** Opening Data block **
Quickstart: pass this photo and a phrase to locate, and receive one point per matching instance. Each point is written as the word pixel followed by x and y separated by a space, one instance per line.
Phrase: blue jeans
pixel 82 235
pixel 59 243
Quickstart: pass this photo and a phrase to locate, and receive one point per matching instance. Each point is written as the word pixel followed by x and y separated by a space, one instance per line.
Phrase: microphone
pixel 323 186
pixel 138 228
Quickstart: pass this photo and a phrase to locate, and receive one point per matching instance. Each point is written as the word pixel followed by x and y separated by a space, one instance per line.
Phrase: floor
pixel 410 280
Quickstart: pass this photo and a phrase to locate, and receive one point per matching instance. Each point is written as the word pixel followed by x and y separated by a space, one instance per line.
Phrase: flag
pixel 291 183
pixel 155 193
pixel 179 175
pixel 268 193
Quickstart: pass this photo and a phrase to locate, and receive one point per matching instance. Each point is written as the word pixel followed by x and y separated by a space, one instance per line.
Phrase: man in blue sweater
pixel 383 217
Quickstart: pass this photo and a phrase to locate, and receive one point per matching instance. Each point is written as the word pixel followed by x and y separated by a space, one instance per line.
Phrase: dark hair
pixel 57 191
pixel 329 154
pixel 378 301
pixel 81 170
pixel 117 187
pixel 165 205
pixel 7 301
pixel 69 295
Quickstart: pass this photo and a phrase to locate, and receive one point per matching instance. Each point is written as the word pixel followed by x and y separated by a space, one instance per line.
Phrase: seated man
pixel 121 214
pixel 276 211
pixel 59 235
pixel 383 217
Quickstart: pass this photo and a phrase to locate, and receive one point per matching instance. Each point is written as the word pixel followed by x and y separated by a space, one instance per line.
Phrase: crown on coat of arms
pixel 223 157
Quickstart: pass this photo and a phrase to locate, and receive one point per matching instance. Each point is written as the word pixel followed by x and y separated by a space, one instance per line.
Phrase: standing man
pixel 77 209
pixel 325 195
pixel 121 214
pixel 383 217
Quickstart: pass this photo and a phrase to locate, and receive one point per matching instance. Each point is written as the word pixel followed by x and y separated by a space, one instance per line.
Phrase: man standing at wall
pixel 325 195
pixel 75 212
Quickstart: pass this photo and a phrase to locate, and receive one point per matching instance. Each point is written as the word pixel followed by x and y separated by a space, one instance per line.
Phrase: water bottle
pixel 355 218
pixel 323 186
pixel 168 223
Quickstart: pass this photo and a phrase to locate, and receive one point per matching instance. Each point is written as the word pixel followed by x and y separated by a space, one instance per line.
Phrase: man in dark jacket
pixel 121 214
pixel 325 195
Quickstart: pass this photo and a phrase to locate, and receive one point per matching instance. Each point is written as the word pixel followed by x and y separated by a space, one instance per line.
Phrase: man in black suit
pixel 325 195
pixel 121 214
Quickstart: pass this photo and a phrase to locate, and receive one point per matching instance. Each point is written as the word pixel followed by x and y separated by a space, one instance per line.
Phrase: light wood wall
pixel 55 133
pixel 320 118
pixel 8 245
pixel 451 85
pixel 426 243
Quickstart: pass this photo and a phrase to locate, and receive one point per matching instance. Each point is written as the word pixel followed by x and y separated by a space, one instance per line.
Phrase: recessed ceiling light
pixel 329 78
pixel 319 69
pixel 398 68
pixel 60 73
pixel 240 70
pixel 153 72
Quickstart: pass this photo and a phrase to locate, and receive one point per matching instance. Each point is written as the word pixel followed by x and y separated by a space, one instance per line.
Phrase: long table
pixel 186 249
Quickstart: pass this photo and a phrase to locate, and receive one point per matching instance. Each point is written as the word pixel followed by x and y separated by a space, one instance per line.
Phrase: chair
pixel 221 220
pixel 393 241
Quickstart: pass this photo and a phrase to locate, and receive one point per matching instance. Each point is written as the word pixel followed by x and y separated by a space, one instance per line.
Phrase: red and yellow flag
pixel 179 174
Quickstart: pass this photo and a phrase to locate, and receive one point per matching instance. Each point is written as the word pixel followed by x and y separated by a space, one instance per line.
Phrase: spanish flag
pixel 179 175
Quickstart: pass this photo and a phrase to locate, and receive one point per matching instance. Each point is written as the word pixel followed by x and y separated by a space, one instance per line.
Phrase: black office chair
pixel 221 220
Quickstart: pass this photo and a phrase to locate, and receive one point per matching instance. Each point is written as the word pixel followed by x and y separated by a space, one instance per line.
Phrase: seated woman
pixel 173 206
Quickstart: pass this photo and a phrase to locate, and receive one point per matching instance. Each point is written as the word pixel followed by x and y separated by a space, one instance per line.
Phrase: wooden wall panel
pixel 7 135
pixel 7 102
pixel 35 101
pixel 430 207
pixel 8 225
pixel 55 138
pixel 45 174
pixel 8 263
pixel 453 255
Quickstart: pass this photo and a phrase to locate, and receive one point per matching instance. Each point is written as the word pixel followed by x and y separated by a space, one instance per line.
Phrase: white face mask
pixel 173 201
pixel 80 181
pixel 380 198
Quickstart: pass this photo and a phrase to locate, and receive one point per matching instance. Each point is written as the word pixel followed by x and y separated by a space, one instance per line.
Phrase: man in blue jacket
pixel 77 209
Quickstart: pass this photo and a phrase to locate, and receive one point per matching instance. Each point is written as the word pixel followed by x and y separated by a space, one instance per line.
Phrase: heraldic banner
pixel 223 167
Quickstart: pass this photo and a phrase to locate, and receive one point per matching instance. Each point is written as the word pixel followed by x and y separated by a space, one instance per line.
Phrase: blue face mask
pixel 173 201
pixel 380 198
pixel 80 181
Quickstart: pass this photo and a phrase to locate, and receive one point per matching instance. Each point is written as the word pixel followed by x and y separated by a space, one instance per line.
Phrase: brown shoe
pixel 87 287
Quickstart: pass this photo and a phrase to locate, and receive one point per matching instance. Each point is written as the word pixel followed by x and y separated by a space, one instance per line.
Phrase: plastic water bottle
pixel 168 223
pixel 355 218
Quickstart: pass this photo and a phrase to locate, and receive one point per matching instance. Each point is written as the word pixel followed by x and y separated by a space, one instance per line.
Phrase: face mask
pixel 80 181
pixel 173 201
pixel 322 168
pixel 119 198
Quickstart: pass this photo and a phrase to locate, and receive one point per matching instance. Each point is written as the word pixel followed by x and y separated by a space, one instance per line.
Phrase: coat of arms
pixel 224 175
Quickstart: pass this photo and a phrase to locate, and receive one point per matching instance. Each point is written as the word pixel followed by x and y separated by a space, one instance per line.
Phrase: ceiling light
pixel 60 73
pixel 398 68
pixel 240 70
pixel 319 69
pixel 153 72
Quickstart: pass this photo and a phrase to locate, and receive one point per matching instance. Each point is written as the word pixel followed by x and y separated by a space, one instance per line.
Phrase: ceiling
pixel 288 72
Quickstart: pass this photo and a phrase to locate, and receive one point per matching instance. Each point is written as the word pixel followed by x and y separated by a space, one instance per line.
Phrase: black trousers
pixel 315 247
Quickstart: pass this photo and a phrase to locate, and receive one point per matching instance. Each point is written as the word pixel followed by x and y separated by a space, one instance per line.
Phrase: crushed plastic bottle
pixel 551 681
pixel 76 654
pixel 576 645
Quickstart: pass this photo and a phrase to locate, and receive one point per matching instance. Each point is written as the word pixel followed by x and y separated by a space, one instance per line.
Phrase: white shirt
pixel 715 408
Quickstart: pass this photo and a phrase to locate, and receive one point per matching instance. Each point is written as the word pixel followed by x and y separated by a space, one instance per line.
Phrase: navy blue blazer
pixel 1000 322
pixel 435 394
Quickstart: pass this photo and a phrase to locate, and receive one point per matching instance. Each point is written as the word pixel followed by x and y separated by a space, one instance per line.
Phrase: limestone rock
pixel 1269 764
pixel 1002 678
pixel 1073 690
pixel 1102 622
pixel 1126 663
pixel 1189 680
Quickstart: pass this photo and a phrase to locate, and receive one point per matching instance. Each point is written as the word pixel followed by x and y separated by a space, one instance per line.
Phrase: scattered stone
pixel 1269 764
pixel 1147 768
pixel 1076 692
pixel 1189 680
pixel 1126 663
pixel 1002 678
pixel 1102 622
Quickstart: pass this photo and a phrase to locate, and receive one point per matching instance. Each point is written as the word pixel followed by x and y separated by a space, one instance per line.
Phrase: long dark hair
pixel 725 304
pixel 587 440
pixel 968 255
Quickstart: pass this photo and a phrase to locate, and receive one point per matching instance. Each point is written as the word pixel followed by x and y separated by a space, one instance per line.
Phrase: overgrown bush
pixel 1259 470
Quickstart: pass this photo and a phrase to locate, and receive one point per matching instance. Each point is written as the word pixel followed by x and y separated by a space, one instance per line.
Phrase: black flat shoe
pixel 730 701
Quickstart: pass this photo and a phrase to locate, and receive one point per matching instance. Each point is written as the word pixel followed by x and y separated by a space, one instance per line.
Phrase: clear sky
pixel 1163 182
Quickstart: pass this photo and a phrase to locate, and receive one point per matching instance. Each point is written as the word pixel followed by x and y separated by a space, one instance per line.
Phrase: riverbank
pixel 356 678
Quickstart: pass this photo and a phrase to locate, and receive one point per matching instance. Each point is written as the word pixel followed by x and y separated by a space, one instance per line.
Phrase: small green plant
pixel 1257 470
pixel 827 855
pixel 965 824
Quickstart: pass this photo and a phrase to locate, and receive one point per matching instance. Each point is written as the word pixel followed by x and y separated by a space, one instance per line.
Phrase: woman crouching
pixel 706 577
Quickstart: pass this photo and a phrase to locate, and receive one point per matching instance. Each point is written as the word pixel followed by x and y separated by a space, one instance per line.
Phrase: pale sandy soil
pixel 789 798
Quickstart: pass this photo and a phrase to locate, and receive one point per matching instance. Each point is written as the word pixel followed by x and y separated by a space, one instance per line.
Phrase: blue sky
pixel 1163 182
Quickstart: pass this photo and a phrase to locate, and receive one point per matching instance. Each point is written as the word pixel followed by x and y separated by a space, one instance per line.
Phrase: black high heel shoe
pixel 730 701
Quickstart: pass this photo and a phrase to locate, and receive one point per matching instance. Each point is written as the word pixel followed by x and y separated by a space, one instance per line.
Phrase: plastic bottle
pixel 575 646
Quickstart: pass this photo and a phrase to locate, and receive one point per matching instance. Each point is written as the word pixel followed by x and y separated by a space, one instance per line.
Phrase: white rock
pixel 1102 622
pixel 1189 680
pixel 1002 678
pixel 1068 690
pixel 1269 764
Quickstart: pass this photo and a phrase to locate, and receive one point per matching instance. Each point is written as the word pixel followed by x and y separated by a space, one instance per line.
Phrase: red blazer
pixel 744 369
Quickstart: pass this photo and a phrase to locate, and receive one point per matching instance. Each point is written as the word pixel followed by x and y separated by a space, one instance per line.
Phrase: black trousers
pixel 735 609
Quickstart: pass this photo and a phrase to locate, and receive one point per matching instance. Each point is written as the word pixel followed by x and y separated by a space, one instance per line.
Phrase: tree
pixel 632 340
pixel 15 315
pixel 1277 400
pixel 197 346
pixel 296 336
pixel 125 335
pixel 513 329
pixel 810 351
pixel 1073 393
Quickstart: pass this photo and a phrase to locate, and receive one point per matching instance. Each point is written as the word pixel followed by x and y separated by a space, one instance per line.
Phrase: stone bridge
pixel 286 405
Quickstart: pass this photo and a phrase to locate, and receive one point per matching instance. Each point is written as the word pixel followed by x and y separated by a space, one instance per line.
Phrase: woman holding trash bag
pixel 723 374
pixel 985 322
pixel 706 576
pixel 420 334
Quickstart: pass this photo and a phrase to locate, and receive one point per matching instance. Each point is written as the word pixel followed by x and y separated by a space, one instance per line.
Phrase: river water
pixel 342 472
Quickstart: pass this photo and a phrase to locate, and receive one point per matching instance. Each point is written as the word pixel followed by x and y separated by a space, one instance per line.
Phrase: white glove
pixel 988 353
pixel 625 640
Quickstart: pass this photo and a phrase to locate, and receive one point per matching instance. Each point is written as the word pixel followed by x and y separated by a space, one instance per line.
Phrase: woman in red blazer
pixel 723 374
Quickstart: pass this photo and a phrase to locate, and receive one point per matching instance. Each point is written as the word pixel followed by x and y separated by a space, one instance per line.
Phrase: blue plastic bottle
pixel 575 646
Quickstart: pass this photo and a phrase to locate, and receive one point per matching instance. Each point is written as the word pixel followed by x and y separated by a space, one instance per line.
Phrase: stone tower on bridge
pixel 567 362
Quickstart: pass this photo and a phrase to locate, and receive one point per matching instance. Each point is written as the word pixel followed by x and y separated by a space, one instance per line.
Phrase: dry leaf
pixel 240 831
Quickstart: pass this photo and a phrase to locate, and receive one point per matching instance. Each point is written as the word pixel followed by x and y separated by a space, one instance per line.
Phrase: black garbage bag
** Closing Data block **
**Problem to solve:** Nothing should appear in the answer except the lines from the one with "Phrase: blue plastic bottle" through the final line of the records, written exactly.

**Exercise answer:**
Phrase: blue plastic bottle
pixel 575 646
Quickstart: pass this photo and a phrase to locate, and receive one point per matching instance. Each point is written as the word pixel followed by x and y separated by a space, one instance per line.
Phrase: stone tower on bridge
pixel 567 362
Quickstart: pass this photo and a phrase to locate, and receive one point per matching instance. Each point is written as the word pixel followed by x and y separated by a space, one instance per line.
Phrase: dry leaf
pixel 240 831
Quickstart: pass this photo and a phrase to locate, and receive one point per matching instance. Each point is written as the word pixel followed by x and y separated by a space, one instance per line.
Phrase: black garbage bag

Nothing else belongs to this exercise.